◆ The request:
Display every line of the material below that contains the word "side", treating uppercase and lowercase letters as distinct.

◆ Data for processing:
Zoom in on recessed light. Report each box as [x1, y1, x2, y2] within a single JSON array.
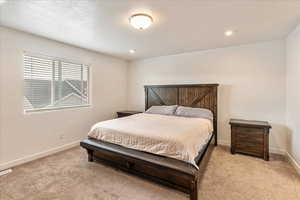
[[224, 30, 234, 37], [0, 0, 6, 5], [129, 49, 135, 54], [129, 14, 153, 30]]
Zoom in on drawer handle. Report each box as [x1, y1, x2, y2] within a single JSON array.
[[126, 161, 134, 168]]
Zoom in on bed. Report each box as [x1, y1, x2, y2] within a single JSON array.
[[80, 84, 218, 200]]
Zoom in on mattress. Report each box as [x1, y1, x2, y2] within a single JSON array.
[[88, 113, 213, 168]]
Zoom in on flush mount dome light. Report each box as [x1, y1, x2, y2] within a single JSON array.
[[129, 14, 153, 30]]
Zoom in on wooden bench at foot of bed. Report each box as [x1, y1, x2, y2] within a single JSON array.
[[80, 136, 214, 200]]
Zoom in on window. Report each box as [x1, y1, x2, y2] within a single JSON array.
[[24, 55, 89, 112]]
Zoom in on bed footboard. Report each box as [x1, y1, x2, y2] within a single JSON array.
[[80, 136, 215, 200]]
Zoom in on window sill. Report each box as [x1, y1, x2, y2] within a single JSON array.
[[24, 104, 92, 114]]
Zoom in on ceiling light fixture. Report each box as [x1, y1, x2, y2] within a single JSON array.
[[129, 14, 153, 30], [224, 30, 234, 37], [129, 49, 135, 54]]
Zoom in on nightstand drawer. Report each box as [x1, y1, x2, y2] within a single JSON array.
[[230, 119, 271, 160], [117, 111, 142, 118], [235, 127, 264, 144]]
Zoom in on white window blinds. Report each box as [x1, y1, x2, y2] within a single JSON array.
[[24, 55, 89, 112]]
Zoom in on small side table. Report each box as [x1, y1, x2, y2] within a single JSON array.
[[229, 119, 272, 161]]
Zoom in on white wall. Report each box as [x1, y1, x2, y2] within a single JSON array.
[[286, 25, 300, 163], [0, 27, 128, 169], [128, 41, 286, 153]]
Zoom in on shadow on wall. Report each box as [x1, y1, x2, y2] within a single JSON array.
[[218, 84, 232, 145], [286, 127, 294, 154]]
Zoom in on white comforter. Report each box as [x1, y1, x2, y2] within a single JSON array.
[[88, 113, 213, 168]]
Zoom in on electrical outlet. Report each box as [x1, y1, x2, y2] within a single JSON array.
[[59, 133, 65, 140]]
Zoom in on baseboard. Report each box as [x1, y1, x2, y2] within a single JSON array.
[[286, 152, 300, 175], [218, 140, 286, 155], [0, 141, 80, 171]]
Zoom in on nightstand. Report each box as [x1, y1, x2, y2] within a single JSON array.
[[117, 110, 142, 118], [229, 119, 272, 161]]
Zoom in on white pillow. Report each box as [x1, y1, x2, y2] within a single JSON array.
[[145, 105, 178, 115], [175, 106, 214, 121]]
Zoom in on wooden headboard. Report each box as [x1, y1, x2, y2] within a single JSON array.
[[144, 84, 219, 145]]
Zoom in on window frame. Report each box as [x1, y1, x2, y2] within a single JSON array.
[[22, 51, 92, 114]]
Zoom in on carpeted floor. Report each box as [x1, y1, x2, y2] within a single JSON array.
[[0, 146, 300, 200]]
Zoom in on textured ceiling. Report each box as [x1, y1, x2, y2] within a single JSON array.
[[0, 0, 300, 60]]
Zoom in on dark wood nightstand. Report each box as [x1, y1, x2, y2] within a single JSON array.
[[229, 119, 272, 161], [117, 110, 142, 118]]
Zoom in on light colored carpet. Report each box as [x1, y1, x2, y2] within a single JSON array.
[[0, 146, 300, 200]]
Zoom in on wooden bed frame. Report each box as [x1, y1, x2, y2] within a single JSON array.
[[80, 84, 218, 200]]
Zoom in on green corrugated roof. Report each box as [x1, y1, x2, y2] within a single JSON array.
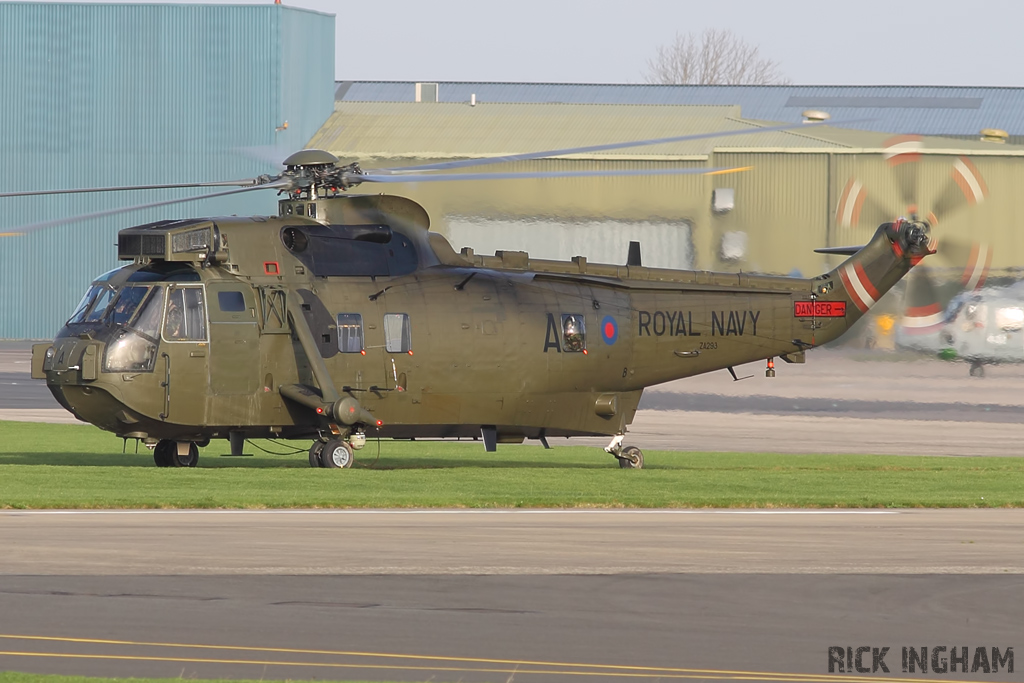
[[309, 100, 1024, 160]]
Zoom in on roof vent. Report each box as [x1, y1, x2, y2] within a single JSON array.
[[981, 128, 1010, 143], [416, 83, 438, 102], [801, 110, 831, 123]]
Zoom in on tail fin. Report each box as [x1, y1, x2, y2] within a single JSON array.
[[812, 219, 935, 346]]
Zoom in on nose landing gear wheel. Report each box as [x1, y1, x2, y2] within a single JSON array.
[[321, 438, 354, 469], [617, 445, 643, 470], [309, 441, 326, 467]]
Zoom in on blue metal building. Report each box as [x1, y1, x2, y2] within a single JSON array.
[[0, 2, 335, 339]]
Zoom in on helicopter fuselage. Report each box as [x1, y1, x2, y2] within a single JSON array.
[[34, 196, 925, 443]]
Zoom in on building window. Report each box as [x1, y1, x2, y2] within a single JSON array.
[[562, 313, 587, 353], [338, 313, 364, 353], [384, 313, 413, 353]]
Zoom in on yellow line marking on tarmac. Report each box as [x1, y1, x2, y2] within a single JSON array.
[[0, 634, 983, 683]]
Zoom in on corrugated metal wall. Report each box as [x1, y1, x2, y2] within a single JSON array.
[[0, 3, 334, 338]]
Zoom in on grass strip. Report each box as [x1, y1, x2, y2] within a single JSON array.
[[0, 422, 1024, 509]]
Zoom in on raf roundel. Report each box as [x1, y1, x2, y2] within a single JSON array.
[[601, 315, 618, 346]]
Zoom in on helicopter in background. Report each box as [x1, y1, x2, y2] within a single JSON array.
[[6, 124, 935, 469], [837, 135, 1024, 377], [895, 266, 1024, 377]]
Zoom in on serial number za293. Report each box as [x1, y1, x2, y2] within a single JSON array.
[[793, 301, 846, 317]]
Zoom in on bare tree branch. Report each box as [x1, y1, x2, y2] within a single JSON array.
[[644, 29, 790, 85]]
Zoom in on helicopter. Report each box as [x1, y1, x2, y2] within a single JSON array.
[[895, 255, 1024, 377], [837, 135, 1024, 377], [6, 124, 935, 469]]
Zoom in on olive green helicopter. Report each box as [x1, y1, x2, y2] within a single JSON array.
[[6, 124, 934, 469]]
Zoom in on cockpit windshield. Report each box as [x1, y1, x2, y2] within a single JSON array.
[[68, 285, 154, 326]]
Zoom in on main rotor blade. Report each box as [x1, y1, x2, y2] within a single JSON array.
[[352, 166, 754, 182], [929, 157, 988, 225], [0, 178, 270, 197], [836, 178, 898, 230], [0, 180, 292, 237], [884, 135, 922, 215], [373, 119, 863, 174]]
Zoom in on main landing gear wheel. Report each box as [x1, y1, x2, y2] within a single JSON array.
[[615, 445, 643, 470], [171, 441, 199, 467], [321, 438, 354, 469], [309, 441, 326, 467], [153, 438, 178, 467]]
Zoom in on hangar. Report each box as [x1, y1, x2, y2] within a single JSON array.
[[0, 9, 1024, 339], [310, 95, 1024, 274], [0, 2, 334, 339]]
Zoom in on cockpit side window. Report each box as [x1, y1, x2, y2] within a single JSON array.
[[164, 287, 206, 341], [111, 287, 152, 325]]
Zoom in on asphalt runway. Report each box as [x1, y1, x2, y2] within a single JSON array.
[[0, 510, 1024, 681], [6, 342, 1024, 457], [0, 344, 1024, 683]]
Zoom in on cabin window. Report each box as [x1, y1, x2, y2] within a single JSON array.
[[562, 313, 587, 353], [384, 313, 413, 353], [164, 287, 206, 341], [338, 313, 364, 353], [217, 291, 246, 313]]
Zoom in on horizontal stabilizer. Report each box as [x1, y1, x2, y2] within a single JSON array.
[[814, 245, 864, 256]]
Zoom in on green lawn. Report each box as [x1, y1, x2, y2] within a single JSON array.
[[0, 422, 1024, 509]]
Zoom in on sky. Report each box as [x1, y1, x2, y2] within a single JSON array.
[[61, 0, 1024, 86]]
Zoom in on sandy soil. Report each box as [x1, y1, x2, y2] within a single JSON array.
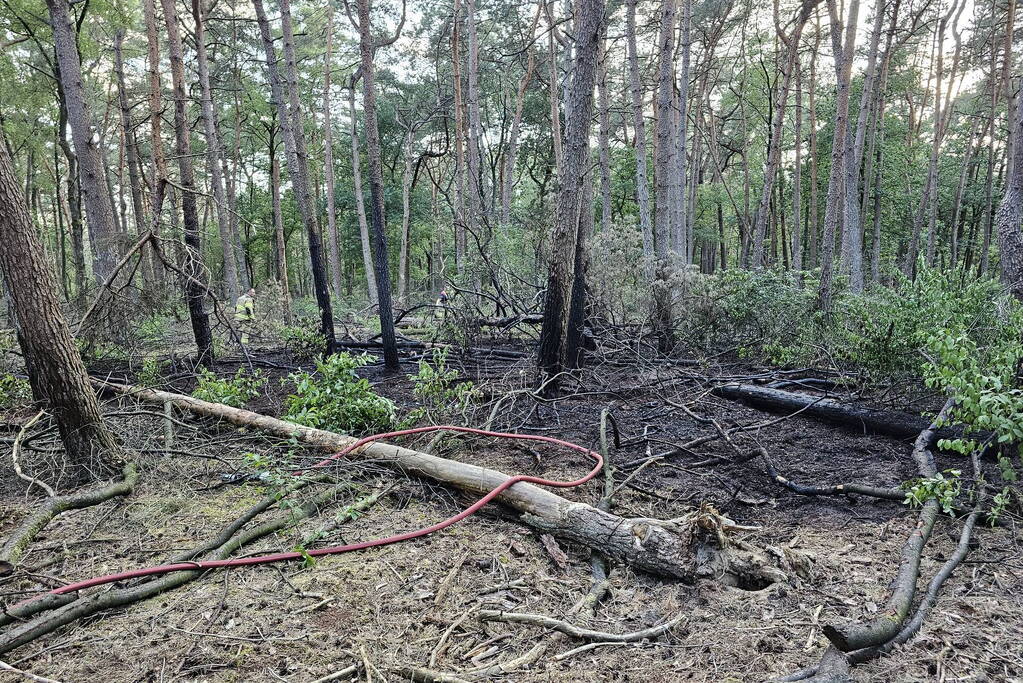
[[0, 349, 1023, 683]]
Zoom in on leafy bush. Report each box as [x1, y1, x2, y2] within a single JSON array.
[[277, 318, 326, 360], [284, 354, 397, 434], [192, 368, 266, 408], [135, 358, 167, 388], [408, 349, 478, 422], [0, 374, 32, 410]]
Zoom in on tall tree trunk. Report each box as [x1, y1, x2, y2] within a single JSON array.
[[114, 29, 152, 293], [753, 0, 820, 269], [323, 2, 342, 297], [817, 0, 859, 314], [537, 0, 605, 392], [994, 80, 1023, 301], [357, 0, 404, 371], [398, 122, 415, 306], [451, 0, 466, 277], [162, 0, 214, 365], [348, 78, 376, 306], [654, 0, 679, 257], [278, 0, 336, 350], [191, 0, 239, 303], [267, 125, 292, 324], [0, 137, 121, 483], [501, 13, 543, 228], [596, 40, 611, 234], [465, 0, 490, 271], [792, 55, 803, 272], [671, 0, 693, 258], [46, 0, 118, 282]]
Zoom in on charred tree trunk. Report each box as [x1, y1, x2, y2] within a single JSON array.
[[994, 77, 1023, 301], [0, 144, 121, 483], [625, 0, 654, 269], [191, 0, 239, 304], [357, 0, 404, 371], [537, 0, 606, 393]]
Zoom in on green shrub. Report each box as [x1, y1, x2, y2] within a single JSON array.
[[192, 368, 266, 408], [284, 353, 397, 434], [408, 349, 478, 422], [0, 374, 32, 410]]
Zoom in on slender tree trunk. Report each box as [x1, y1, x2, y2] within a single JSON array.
[[348, 79, 376, 306], [625, 0, 654, 269], [267, 125, 292, 324], [817, 0, 859, 314], [114, 29, 152, 292], [537, 0, 605, 392], [191, 0, 239, 303], [994, 80, 1023, 301], [0, 135, 121, 483], [596, 40, 611, 234], [451, 0, 468, 277], [154, 0, 214, 365], [753, 0, 819, 269], [357, 0, 400, 371], [398, 123, 415, 306], [46, 0, 118, 282], [792, 55, 803, 272], [323, 2, 343, 297]]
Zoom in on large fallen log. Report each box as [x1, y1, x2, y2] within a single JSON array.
[[712, 384, 962, 439], [95, 380, 784, 585]]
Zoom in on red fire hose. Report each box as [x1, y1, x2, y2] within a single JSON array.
[[37, 424, 604, 602]]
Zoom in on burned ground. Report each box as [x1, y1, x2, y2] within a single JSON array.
[[0, 352, 1023, 682]]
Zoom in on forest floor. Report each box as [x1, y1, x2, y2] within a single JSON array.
[[0, 337, 1023, 683]]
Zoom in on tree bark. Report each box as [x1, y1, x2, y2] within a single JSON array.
[[817, 0, 859, 314], [114, 29, 153, 294], [994, 76, 1023, 301], [154, 0, 214, 365], [46, 0, 118, 282], [357, 0, 404, 371], [101, 378, 784, 585], [625, 0, 654, 269], [191, 0, 239, 304], [537, 0, 606, 384], [323, 2, 342, 297], [253, 0, 335, 349], [0, 139, 121, 483], [348, 77, 376, 306], [753, 0, 820, 269]]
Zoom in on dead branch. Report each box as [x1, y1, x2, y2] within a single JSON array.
[[0, 463, 138, 576]]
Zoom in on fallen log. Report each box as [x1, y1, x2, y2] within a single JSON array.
[[711, 384, 963, 439], [94, 380, 780, 585]]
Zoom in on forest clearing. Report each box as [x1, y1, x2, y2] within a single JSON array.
[[0, 0, 1023, 683]]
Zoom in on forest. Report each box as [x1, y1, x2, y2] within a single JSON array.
[[0, 0, 1023, 683]]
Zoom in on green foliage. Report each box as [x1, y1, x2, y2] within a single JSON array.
[[408, 349, 479, 423], [900, 469, 963, 514], [284, 353, 397, 434], [0, 373, 32, 410], [192, 368, 266, 408], [924, 312, 1023, 456], [277, 318, 326, 360], [138, 313, 171, 343], [135, 358, 167, 388]]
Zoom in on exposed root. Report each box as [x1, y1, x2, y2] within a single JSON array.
[[0, 463, 138, 576], [480, 609, 685, 643]]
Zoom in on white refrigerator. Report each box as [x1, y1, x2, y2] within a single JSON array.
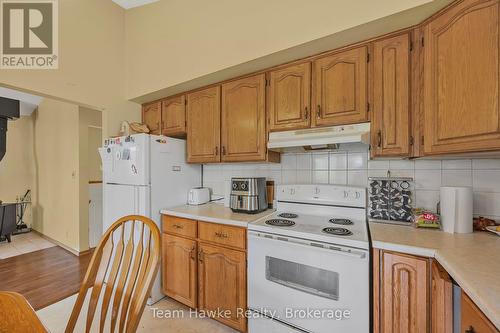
[[99, 134, 201, 304]]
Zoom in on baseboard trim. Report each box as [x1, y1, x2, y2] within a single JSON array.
[[31, 229, 92, 256]]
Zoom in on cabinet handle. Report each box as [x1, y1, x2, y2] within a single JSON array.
[[215, 232, 229, 238], [189, 245, 196, 260], [465, 326, 476, 333]]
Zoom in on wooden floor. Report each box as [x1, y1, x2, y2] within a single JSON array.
[[0, 246, 91, 310]]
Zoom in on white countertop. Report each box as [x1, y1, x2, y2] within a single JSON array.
[[370, 223, 500, 329], [160, 203, 274, 228]]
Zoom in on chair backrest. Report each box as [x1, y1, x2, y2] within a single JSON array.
[[66, 215, 161, 333]]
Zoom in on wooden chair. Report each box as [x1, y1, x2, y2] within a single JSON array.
[[65, 215, 161, 333]]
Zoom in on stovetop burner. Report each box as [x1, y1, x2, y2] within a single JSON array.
[[323, 228, 352, 236], [278, 213, 299, 219], [266, 219, 295, 227], [328, 219, 353, 225]]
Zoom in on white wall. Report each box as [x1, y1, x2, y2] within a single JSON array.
[[204, 146, 500, 221]]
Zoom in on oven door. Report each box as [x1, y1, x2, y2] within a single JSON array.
[[248, 231, 370, 333]]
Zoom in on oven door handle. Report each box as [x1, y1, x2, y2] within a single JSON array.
[[248, 231, 367, 259]]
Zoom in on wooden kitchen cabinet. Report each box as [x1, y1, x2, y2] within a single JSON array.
[[142, 102, 161, 135], [423, 0, 500, 155], [371, 33, 410, 157], [198, 243, 247, 332], [430, 260, 453, 333], [162, 233, 198, 308], [187, 86, 221, 163], [460, 291, 499, 333], [374, 251, 429, 333], [161, 95, 186, 137], [221, 74, 267, 162], [267, 62, 311, 131], [311, 46, 368, 126]]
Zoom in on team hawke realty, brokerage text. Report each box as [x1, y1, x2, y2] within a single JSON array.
[[151, 308, 351, 320]]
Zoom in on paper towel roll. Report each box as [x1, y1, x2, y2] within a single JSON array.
[[440, 186, 472, 234]]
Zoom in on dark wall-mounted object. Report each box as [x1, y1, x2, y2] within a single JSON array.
[[0, 97, 19, 161]]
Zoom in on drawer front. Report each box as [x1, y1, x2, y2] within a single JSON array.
[[198, 221, 247, 249], [161, 215, 196, 238]]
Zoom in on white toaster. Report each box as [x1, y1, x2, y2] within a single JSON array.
[[188, 187, 210, 205]]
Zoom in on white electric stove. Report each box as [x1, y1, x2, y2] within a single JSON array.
[[248, 185, 370, 333]]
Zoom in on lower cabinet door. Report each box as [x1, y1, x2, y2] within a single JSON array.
[[162, 234, 197, 308], [380, 252, 429, 333], [198, 243, 247, 332]]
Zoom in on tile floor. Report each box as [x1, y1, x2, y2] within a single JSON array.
[[37, 291, 237, 333], [0, 232, 56, 259]]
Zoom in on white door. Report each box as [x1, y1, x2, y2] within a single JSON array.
[[89, 183, 103, 248]]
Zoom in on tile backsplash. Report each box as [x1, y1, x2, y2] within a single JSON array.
[[204, 145, 500, 220]]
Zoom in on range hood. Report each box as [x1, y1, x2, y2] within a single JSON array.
[[267, 123, 370, 152]]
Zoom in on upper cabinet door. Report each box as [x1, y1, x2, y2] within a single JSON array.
[[268, 62, 311, 131], [221, 74, 266, 162], [371, 34, 410, 157], [142, 102, 161, 135], [187, 86, 220, 163], [161, 95, 186, 137], [312, 46, 368, 126], [423, 0, 500, 154]]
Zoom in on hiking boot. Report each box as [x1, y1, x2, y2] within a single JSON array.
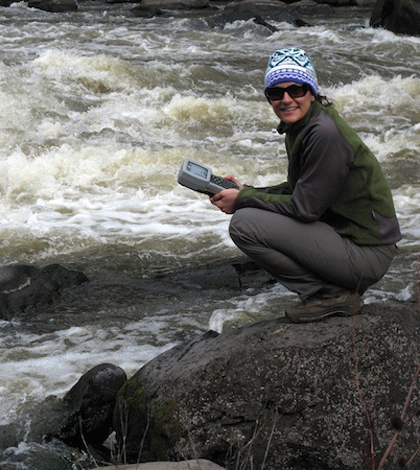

◆ Result of this exercise:
Zoom in on small side table. Report each box as [x1, y1, x2, y2] within a single JSON array.
Zoom in on cockpit side window. Report each box as [x1, y1, x2, y2] within a single JSON array.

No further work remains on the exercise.